• _AIM OF THE TASK_:
Reproduce every line of the data below word for word, with nothing changed.
************
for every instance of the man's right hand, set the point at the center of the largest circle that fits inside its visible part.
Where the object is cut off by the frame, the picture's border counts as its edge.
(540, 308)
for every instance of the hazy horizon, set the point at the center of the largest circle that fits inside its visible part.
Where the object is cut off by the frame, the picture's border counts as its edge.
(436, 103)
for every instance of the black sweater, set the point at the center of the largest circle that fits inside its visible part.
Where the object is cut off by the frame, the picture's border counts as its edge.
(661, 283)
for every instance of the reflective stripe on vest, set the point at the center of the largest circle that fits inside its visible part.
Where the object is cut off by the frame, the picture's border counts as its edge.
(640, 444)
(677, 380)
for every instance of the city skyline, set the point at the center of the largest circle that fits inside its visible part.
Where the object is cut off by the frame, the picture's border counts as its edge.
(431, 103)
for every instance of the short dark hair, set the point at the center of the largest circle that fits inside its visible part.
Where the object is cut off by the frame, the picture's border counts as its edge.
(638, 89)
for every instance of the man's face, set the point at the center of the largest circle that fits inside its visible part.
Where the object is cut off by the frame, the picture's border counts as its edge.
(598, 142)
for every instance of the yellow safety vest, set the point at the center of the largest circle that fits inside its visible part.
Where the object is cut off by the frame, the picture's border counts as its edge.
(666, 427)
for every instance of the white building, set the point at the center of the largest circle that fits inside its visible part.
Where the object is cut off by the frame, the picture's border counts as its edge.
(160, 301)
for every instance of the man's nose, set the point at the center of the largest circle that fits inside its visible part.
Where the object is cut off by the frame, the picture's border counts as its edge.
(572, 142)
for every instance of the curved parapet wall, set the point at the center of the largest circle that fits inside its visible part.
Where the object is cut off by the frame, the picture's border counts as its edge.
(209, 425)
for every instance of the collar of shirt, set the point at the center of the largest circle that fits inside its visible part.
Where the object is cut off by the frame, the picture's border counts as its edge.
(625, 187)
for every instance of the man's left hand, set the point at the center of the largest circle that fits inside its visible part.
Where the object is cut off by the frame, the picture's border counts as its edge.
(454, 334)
************
• _WRITTEN RESPONSE_:
for every instance of the man's right hand, set the point at the center of the largest circle that fits inside its visible part.
Where the object is cut off by the frame, the picture's border counts as its edge.
(540, 308)
for every instance of the hazy horizon, set the point at the center of the largest circle that fits inside its visible part.
Where the object is cut off by the frame, the picture's border counts as its edge.
(436, 103)
for every instance of the black sweater, set the point at the center of the largest circle that fits inside its visible part.
Where the object is cut off by the frame, the picture's border counts as its edge.
(661, 283)
for every instance of the reflective stripe on vest, set the point at the center of the largest circle that fits inside its visible part.
Where the object is cut off by the frame, the picture's border counts as its edge.
(640, 444)
(677, 380)
for every instance of the city skyline, set the point at the center of the largest circle that fits inside its visible part.
Where the object is cut off by the frame, the picture's border counts as its edge.
(431, 103)
for every instance of the short dark hair, set the point at the center of the largest circle that fits inside its visible part.
Where the object is cut off by the frame, the picture's border counts as its edge.
(638, 89)
for every instance of the man's face, set the point at the center of the largest circle that fits inside its visible part.
Where the object is cut off by the frame, the picture's border counts as its edge.
(598, 142)
for every instance of the yellow safety vest, set the point at the center of the largest circle that fits inside its visible part.
Where the object is cut off by the frame, the picture's border counts as its edge.
(666, 427)
for every instance of the white building, set the point at the center of the largest circle that fits inside its visible part.
Where the object is cut off by the frame, the picture's border counts as its edge.
(160, 301)
for every instance of the man's nose, set the point at the center of the largest circle that fits inside its visible part.
Where the object is cut off by the frame, the picture's border counts as its edge.
(572, 142)
for every instance of the curved parapet wall, set the point at the center of the largest circle that fits inside its visible part.
Where the object is cut off by the frame, the picture's border counts as its edge.
(209, 425)
for every instance of the collar of shirt, set the point at the center of the largest circle that fits inside its visible part.
Where the object is cut off by the frame, the picture's border counts as its edge.
(625, 187)
for every instance of the man's left hand, set the point at the center of the largest circle that fits inside its visible part.
Where the object is cut off by the frame, the picture's border counts as its edge.
(454, 334)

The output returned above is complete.